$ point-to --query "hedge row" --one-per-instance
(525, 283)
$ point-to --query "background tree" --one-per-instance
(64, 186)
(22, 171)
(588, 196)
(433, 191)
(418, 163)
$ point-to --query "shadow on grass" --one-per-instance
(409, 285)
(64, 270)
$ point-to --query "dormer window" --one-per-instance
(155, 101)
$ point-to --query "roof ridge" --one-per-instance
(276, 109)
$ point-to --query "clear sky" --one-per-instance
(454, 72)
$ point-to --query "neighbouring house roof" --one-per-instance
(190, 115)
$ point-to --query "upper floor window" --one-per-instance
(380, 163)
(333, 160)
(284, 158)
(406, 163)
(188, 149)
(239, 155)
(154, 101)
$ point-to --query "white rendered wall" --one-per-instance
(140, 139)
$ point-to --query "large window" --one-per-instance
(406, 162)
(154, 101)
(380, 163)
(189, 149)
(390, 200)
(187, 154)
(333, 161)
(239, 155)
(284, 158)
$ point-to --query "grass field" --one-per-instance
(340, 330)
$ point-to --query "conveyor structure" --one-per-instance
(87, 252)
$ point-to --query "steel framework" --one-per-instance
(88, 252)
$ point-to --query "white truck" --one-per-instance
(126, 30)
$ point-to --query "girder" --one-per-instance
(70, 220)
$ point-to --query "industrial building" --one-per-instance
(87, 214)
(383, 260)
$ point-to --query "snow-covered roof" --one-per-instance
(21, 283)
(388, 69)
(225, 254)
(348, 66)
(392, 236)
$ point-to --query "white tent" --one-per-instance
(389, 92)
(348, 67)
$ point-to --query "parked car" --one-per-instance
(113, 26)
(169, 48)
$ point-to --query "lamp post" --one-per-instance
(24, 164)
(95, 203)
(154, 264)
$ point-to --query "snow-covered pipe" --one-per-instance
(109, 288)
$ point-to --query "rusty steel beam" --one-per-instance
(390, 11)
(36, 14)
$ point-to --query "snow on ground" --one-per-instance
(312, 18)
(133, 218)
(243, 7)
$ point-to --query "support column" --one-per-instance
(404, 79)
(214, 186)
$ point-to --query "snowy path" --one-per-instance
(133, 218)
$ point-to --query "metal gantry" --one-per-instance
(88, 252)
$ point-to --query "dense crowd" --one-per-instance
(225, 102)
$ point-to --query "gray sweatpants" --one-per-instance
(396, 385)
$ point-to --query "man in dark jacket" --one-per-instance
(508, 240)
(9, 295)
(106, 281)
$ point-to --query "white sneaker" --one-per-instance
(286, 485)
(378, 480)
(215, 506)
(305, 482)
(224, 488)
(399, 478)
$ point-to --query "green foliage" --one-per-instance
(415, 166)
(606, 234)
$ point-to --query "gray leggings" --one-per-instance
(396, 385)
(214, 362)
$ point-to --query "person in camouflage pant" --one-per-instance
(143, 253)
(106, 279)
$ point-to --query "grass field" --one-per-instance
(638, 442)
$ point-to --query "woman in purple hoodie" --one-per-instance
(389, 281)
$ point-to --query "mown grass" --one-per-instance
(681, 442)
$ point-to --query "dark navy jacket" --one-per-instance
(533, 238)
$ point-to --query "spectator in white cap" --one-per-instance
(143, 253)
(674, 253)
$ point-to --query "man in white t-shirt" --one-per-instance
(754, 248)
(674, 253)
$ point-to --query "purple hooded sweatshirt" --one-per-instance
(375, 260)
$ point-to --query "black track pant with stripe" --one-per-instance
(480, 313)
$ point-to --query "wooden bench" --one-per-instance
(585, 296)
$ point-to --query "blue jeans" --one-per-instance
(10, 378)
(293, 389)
········
Exercise details:
Set down the data in full, word for word.

Written reply:
$ point-to --query "hedge row" --one-per-instance
(525, 283)
$ point-to --query "background tree" --one-per-instance
(64, 186)
(22, 171)
(588, 196)
(433, 191)
(418, 163)
$ point-to --query "shadow on grass" --one-per-instance
(409, 285)
(64, 270)
$ point-to --query "dormer window" --one-per-instance
(155, 101)
$ point-to --query "roof ridge" --one-per-instance
(276, 109)
$ point-to --query "clear sky" --one-per-instance
(454, 72)
$ point-to --query "neighbouring house roof" --one-per-instance
(190, 115)
$ point-to --query "upper floor window" --one-per-instance
(380, 163)
(333, 160)
(284, 158)
(406, 163)
(188, 149)
(239, 155)
(154, 101)
$ point-to --query "white rendered wall" --one-per-instance
(140, 139)
$ point-to --query "large window" --one-per-instance
(406, 162)
(154, 101)
(380, 163)
(189, 149)
(390, 200)
(187, 154)
(333, 161)
(239, 155)
(284, 158)
$ point-to --query "grass field" --one-per-instance
(340, 330)
$ point-to --query "conveyor structure" --one-per-instance
(87, 252)
$ point-to --query "steel framework" --one-per-instance
(88, 252)
$ point-to --query "white truck" --one-per-instance
(126, 30)
$ point-to --query "girder" --one-per-instance
(70, 220)
$ point-to --query "industrial building" --one-per-instance
(87, 214)
(383, 260)
$ point-to --query "snow-covered roof" --one-per-instance
(21, 283)
(388, 69)
(225, 254)
(348, 66)
(392, 236)
$ point-to --query "white tent" --one-per-instance
(389, 92)
(348, 67)
$ point-to --query "parked car" --one-per-instance
(113, 26)
(169, 48)
$ point-to --query "lamp post" --one-per-instance
(24, 164)
(95, 203)
(154, 264)
$ point-to --query "snow-covered pipe" --one-per-instance
(109, 288)
$ point-to --query "rusty steel beam" --one-per-instance
(390, 11)
(36, 14)
$ point-to --query "snow on ground" --one-per-instance
(312, 18)
(133, 218)
(243, 7)
$ point-to --query "support column" --one-per-instance
(404, 79)
(214, 186)
$ point-to --query "snowy path" --one-per-instance
(133, 218)
$ point-to --query "metal gantry" --one-per-instance
(88, 252)
$ point-to --query "dense crowd" --one-per-instance
(225, 102)
$ point-to --query "gray sweatpants" --one-per-instance
(396, 385)
$ point-to --query "man in dark jacket" --one-per-instance
(508, 240)
(9, 295)
(106, 281)
$ point-to --query "white sneaker" --one-per-instance
(286, 485)
(378, 480)
(215, 506)
(305, 482)
(224, 488)
(399, 478)
$ point-to --query "green foliage" --one-per-instance
(415, 166)
(606, 234)
$ point-to --query "gray leggings" --one-per-instance
(396, 385)
(214, 362)
$ point-to --query "person in camouflage pant" --one-per-instance
(143, 253)
(106, 279)
$ point-to --query "grass field" --one-per-instance
(638, 442)
$ point-to --query "woman in purple hoodie" --one-per-instance
(389, 281)
$ point-to --query "mown grass" --one-per-instance
(681, 442)
$ point-to --query "dark navy jacket" --one-per-instance
(533, 238)
$ point-to --query "spectator in white cap" --one-per-instance
(143, 253)
(674, 253)
$ point-to --query "man in white t-shirt" --one-per-instance
(754, 248)
(674, 253)
$ point-to --query "purple hooded sweatshirt" --one-per-instance
(375, 260)
$ point-to --query "black track pant with stripe" --one-per-instance
(480, 313)
$ point-to --query "wooden bench" --one-per-instance
(585, 296)
$ point-to --query "blue jeans" --one-per-instance
(10, 378)
(293, 389)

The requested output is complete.